(Dataset rows on where objects appear)
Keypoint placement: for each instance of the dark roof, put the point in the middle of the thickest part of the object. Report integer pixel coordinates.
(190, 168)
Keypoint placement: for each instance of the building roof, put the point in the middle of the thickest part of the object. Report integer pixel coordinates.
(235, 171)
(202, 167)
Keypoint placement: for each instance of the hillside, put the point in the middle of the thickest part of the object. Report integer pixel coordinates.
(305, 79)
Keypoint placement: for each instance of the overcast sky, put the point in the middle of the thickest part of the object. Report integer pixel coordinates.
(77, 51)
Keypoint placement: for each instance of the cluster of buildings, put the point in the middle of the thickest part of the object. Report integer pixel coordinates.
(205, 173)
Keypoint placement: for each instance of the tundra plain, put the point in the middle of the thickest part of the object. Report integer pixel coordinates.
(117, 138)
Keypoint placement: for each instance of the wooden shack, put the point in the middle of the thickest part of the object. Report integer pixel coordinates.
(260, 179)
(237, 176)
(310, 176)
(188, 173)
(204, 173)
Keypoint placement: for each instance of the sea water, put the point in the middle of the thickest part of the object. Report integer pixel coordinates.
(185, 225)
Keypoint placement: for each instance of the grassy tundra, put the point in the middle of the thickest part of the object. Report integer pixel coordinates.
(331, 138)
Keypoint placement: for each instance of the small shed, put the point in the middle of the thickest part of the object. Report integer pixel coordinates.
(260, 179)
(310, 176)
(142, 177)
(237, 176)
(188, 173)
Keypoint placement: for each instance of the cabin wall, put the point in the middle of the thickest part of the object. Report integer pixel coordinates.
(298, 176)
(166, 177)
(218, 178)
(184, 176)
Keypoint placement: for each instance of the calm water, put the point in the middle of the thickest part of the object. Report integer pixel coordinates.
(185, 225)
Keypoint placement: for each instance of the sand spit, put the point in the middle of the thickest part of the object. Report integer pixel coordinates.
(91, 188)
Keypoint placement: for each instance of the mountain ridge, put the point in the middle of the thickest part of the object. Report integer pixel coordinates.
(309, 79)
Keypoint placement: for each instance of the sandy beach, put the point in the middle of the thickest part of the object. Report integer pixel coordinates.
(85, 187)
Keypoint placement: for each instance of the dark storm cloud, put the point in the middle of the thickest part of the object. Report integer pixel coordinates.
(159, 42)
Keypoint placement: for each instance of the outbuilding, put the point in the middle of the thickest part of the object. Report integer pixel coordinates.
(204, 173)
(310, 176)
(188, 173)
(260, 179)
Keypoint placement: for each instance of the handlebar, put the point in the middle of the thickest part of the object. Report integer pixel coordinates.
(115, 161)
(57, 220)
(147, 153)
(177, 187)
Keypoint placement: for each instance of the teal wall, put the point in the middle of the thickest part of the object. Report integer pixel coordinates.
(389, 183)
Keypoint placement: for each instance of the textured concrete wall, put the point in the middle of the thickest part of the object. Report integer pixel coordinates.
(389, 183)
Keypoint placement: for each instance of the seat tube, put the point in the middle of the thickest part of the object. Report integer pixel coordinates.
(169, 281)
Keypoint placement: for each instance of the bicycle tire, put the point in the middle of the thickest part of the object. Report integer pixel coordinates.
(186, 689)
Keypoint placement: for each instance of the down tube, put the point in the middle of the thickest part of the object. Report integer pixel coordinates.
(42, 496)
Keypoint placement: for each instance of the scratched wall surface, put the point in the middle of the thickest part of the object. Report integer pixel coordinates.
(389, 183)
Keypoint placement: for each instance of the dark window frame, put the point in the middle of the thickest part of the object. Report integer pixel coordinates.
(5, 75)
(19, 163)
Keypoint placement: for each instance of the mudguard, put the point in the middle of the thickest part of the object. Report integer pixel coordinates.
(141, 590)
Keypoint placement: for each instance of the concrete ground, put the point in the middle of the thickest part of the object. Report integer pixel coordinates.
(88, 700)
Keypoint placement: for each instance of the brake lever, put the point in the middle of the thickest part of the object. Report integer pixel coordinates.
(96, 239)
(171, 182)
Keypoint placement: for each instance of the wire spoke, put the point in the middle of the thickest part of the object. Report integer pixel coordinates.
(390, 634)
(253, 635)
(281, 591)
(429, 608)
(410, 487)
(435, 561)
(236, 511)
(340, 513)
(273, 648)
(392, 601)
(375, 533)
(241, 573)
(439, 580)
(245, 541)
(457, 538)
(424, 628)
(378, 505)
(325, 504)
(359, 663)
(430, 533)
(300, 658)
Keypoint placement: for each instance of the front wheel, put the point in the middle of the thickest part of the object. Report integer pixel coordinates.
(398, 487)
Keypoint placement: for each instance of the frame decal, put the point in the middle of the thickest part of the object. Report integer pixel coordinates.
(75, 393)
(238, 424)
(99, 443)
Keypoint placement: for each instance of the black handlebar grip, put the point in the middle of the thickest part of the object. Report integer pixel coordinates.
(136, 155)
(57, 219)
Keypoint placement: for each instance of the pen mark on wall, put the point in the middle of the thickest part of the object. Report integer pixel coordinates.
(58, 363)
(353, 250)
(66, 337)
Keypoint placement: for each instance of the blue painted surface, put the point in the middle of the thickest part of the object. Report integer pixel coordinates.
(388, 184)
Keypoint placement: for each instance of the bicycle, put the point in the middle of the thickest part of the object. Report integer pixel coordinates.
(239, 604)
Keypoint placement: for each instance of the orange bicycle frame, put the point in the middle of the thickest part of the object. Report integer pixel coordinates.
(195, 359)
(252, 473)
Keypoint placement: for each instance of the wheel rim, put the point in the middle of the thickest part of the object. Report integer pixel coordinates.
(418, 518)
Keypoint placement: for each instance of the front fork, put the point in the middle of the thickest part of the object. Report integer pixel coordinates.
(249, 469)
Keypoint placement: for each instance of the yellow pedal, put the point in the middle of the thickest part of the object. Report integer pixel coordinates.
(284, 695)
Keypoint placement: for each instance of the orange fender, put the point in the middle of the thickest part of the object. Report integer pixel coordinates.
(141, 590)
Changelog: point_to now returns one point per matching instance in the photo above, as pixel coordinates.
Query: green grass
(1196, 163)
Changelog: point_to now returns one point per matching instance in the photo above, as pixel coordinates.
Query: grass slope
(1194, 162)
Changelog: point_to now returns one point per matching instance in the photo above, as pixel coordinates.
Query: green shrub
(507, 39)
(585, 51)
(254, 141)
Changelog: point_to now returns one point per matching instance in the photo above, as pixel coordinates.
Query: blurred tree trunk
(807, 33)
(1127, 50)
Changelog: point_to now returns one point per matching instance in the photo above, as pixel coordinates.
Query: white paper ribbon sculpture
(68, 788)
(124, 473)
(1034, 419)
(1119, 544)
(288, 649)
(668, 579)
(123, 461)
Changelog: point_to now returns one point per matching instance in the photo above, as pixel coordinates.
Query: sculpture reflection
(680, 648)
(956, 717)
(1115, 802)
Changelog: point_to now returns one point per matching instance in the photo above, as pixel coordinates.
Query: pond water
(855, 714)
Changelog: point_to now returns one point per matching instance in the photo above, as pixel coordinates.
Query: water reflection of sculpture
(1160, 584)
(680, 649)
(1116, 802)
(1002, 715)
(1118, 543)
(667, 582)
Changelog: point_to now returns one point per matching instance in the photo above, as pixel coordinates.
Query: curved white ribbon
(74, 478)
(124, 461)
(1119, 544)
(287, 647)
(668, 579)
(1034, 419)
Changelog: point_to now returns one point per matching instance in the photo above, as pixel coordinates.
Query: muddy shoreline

[Problem to solve] What do the records say? Quote them all exactly.

[Task answer]
Keypoint placement: for each instance of the dark roof, put the point in the middle of the thickest part of the object. Report integer pixel coordinates.
(190, 168)
Keypoint placement: for each instance of the building roof, put the point in the middle of the thickest part of the object. Report integer pixel coordinates.
(235, 171)
(202, 167)
Keypoint placement: for each instance of the hillside, put the point in the middle of the thickest part of the object. Report integer pixel coordinates.
(305, 79)
Keypoint placement: for each instance of the overcast sky, put the point in the middle of the thickest part of the object. Report integer pixel coordinates.
(77, 51)
Keypoint placement: for each instance of the cluster of buildings, put the point in the middle of the thickest part of the object. Report integer pixel coordinates.
(205, 173)
Keypoint placement: for each instance of the tundra plain, put the point in the middle of the thickest part of the object. Report integer pixel coordinates.
(117, 138)
Keypoint placement: for each instance of the wooden shack, put the point in the middle of the thickest part of the object. Report integer pixel coordinates.
(260, 179)
(237, 176)
(310, 176)
(188, 173)
(204, 173)
Keypoint placement: for each instance of the sea water, put the point in the middle of the thickest part of the object. Report integer pixel coordinates.
(185, 225)
Keypoint placement: for each instance of the grassy tundra, put the point in the middle of the thickest part of the object. Report integer pixel coordinates.
(331, 138)
Keypoint placement: for each instance of the small shed, put the point in the middle of the thickest part of the object. Report integer pixel coordinates.
(260, 179)
(310, 176)
(142, 177)
(237, 176)
(188, 173)
Keypoint placement: for each instance of the cabin wall, put the point in the middle of the thickest part of the object. Report integer pixel coordinates.
(298, 176)
(166, 177)
(218, 178)
(184, 176)
Keypoint placement: for each instance of the calm water, put the point in the middle of the thickest part of the object. Report integer pixel coordinates.
(185, 225)
Keypoint placement: for each instance of the sand spit, put the point in the middle of the thickest part of the object. Report integer pixel coordinates.
(91, 188)
Keypoint placement: for each instance of the mountain ridge, put the point in the middle of the thickest part of the object. Report integer pixel coordinates.
(309, 79)
Keypoint placement: for each instance of the sandy beach, put the point in the middle of the thickest part of the object. Report integer pixel coordinates.
(85, 187)
Keypoint placement: for each instance of the dark storm cloud, put the point in the middle of the thickest part of the object. Report integer pixel coordinates.
(159, 42)
Keypoint placement: for each instance of the outbuilding, put the point in the middle of the thickest part of the object. Report integer pixel coordinates.
(204, 173)
(310, 176)
(188, 173)
(260, 179)
Keypoint placement: for each instance of the handlebar, put the point in the middle of the thickest part of the object. Report integer pixel coordinates.
(115, 161)
(57, 220)
(147, 153)
(177, 187)
Keypoint placement: for each instance of the teal wall, put the point in the middle of the thickest part of the object. Report integer pixel coordinates.
(389, 183)
Keypoint placement: for each instance of the textured concrete wall, put the point in the middle of the thickest part of the object. Report integer pixel coordinates.
(389, 183)
Keypoint placement: for each instance of the seat tube, put the point in the middle of the thickest part of the object. Report integer pixel coordinates.
(169, 281)
Keypoint placement: for each instance of the bicycle tire, put the point in the middle of the thickest part of the object. Report integer pixel coordinates.
(186, 689)
Keypoint placement: for each instance of the down tube, put the point in the middle of the thickest part of the object. Report integer pixel coordinates.
(42, 496)
Keypoint placement: for each instance of the scratched wall surface, put the point in the middle of the thickest part of the object. Report integer pixel coordinates.
(389, 183)
Keypoint placement: for each instance of the dark window frame, put the point in the middle of the thickest part of the object. Report integer pixel coordinates.
(5, 75)
(19, 163)
Keypoint placement: for each instance of the mudguard, put the point in the middle of the thickest part of the object. Report integer pixel coordinates.
(141, 590)
Keypoint placement: for each instance of the concrete ground, put the point in the middle of the thickest part of the object. Report integer pixel coordinates.
(88, 700)
Keypoint placement: for each instance of the brake lever, put the point in the middle of the thickest part of the object. Report integer pixel coordinates.
(96, 239)
(171, 182)
Keypoint placement: for each instance of the wire spoke, put the point in the middle of the thickest part of the object. Report integer pixel coordinates.
(390, 634)
(253, 635)
(281, 591)
(429, 608)
(410, 487)
(435, 561)
(236, 511)
(340, 513)
(273, 648)
(392, 601)
(375, 533)
(241, 573)
(439, 580)
(245, 541)
(457, 538)
(424, 628)
(378, 505)
(325, 504)
(359, 663)
(430, 533)
(300, 658)
Keypoint placement: for each instance of the front wheel, put the point in the middle of the thickest part of the object. Report integer pixel coordinates.
(398, 487)
Keypoint placement: for each instance of the frame decal, put the point in the middle of the thickest part of the object. Report integer pixel coordinates.
(75, 393)
(238, 424)
(99, 443)
Keypoint placement: for each instance of the black handlebar grip, put the point in the middle of the thickest part of the object. Report integer pixel coordinates.
(136, 155)
(57, 219)
Keypoint placement: for each instance of the pen mark on wall, put the point in the middle of the thickest part of the object. Report integer pixel coordinates.
(58, 363)
(353, 250)
(66, 337)
Keypoint placement: for each instance of the blue painted surface, put the point in the middle of the thickest part of the object. Report integer pixel coordinates.
(388, 184)
Keypoint placement: for each instance of the bicycle, put the point in the middle of the thickest part of the object. Report integer pixel coordinates.
(239, 604)
Keypoint placement: for each instance of the orange bicycle frame, put the point in the middle of the thickest part of the object. Report integer pixel coordinates.
(195, 359)
(252, 473)
Keypoint placement: for each instance of the wheel rim, put the point in the middle of the thickest part of the object. Report integer pixel coordinates.
(418, 518)
Keypoint placement: for each instance of the front fork, put the point in the middle of the thickest part of the object. Report integer pixel coordinates.
(249, 469)
Keypoint placement: for each instance of the yellow pedal, put the point in the middle of the thickest part of the object. Report integer pixel coordinates.
(284, 695)
Keypoint placement: for each instance of the orange fender, put the point in the middle of the thickest part of the object. Report integer pixel coordinates.
(141, 590)
Changelog: point_to now returns one point per matching instance in the photo above, as pixel coordinates.
Query: green grass
(1196, 163)
Changelog: point_to now returns one point per matching instance in the photo above, as pixel coordinates.
Query: grass slope
(1194, 162)
Changelog: point_to now returns one point per matching instance in the photo above, as pixel coordinates.
Query: green shrub
(507, 39)
(585, 51)
(254, 141)
Changelog: point_to now returns one point per matching instance in the photo above, as pixel coordinates.
Query: blurred tree trunk
(807, 33)
(1127, 50)
Changelog: point_to now returns one point per matching instance in the photo above, as pixel coordinates.
Query: white paper ribbon sculpture
(68, 788)
(124, 473)
(1034, 419)
(1119, 544)
(288, 649)
(668, 579)
(123, 461)
Changelog: point_to now returns one point per matching instance in the photo above, as pixel coordinates.
Query: sculpture reflection
(680, 648)
(956, 717)
(1115, 802)
Changelog: point_to now returns one point per matching instance in the photo above, as pixel coordinates.
Query: pond water
(855, 714)
Changelog: point_to now returns one point per matching instance in the photo above, as pixel coordinates.
Query: water reflection of sculpture
(1160, 584)
(680, 649)
(1116, 802)
(1002, 715)
(1118, 543)
(667, 582)
Changelog: point_to now returns one point per matching instance in the photo above, as pixel coordinates.
Query: curved white ribbon
(74, 478)
(124, 461)
(1119, 544)
(287, 647)
(668, 579)
(1034, 419)
Changelog: point_to now returns one point per matching instance in the photo above, as pixel coordinates.
Query: muddy shoreline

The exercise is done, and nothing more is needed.